Point localization data
========================================================================
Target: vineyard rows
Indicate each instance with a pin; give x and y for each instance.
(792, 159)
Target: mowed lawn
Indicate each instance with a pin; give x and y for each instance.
========================================================================
- **WHAT THE TASK REQUIRES**: Exactly the lines from the one containing "Target: mowed lawn" through the end of the records above are to be printed, and no others.

- **WORKED SOLUTION**:
Target: mowed lawn
Indicate each instance with a pin; give x and y for each instance.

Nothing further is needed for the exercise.